* DESCRIPTION OF THE TASK: Scan the entries that follow and copy out every line containing "purple".

(Stored items)
########
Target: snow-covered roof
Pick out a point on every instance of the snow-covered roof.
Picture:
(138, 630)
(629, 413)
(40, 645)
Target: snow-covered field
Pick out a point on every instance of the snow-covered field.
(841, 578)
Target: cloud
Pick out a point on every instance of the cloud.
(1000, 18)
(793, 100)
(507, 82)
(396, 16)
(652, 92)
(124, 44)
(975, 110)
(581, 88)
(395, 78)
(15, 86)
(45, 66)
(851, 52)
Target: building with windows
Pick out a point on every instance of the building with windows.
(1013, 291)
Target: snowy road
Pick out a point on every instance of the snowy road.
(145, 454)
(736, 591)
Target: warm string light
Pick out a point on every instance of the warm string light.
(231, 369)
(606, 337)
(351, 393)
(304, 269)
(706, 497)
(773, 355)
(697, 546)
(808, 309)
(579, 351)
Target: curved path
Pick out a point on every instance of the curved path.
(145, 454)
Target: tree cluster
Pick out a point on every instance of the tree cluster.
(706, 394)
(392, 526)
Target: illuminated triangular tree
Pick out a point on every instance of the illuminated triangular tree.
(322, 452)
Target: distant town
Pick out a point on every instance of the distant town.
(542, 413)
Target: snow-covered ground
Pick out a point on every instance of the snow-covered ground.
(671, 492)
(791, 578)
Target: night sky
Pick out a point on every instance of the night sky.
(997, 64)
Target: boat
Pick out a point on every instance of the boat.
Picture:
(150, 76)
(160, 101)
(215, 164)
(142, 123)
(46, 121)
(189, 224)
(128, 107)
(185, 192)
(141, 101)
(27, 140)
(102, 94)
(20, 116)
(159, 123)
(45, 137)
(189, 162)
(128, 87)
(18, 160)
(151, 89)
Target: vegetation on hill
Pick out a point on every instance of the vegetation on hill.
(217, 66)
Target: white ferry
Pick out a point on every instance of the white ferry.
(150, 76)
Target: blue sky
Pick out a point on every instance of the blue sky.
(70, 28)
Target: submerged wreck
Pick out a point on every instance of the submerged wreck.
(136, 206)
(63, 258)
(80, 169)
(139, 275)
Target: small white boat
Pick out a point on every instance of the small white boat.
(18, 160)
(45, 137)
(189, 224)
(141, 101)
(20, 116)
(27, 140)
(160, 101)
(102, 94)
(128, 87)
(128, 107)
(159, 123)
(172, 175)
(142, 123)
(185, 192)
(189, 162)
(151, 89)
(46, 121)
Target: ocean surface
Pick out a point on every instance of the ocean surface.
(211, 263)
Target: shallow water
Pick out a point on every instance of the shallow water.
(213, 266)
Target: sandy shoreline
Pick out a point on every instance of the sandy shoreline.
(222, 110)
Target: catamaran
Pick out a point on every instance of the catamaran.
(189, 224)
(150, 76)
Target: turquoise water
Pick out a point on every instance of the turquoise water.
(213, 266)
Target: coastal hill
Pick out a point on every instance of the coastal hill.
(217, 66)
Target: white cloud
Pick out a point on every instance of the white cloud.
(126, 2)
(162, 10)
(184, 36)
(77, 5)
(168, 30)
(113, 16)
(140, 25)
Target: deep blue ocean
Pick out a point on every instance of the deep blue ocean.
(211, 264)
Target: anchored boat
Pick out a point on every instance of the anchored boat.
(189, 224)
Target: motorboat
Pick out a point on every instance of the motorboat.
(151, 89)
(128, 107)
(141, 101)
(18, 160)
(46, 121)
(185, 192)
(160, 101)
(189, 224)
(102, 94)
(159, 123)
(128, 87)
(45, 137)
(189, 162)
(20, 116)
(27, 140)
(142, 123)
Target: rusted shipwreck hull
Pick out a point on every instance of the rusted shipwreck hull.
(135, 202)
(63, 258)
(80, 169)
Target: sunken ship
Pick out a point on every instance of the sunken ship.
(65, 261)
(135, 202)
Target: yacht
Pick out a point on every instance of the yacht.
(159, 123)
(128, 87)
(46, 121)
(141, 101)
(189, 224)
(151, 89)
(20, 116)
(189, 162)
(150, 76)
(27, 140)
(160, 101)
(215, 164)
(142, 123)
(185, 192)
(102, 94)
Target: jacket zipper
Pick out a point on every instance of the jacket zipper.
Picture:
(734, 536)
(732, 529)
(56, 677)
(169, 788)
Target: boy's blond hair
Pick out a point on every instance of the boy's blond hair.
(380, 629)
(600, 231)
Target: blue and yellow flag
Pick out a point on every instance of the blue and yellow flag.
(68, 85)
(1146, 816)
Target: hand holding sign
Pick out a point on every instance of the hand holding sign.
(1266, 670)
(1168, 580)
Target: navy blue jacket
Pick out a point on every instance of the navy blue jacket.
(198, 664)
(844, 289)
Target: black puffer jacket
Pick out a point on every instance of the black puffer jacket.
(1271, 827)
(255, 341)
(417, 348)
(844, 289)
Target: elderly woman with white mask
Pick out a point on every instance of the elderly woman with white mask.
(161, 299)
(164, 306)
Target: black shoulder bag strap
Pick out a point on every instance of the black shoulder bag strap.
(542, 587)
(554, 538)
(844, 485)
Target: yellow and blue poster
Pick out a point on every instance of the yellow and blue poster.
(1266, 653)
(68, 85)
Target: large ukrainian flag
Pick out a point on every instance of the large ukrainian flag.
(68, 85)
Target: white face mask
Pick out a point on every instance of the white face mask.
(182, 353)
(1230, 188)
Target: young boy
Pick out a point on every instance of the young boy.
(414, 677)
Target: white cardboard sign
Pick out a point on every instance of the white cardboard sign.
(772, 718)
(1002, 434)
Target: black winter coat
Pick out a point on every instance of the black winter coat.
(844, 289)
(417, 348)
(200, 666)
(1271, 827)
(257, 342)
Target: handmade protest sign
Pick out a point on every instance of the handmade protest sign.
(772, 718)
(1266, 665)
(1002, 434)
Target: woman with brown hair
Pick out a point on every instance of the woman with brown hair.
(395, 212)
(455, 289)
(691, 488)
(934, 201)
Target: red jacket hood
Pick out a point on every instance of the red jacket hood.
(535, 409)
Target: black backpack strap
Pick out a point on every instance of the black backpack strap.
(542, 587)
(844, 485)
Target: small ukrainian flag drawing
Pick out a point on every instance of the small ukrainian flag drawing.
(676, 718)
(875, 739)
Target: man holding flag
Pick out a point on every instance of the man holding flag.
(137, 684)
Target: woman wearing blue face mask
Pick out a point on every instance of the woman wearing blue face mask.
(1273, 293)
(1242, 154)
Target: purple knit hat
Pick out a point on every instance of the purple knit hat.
########
* RESPONSE:
Target: purple knit hat
Pick out a point on every instance of the purple knit hat.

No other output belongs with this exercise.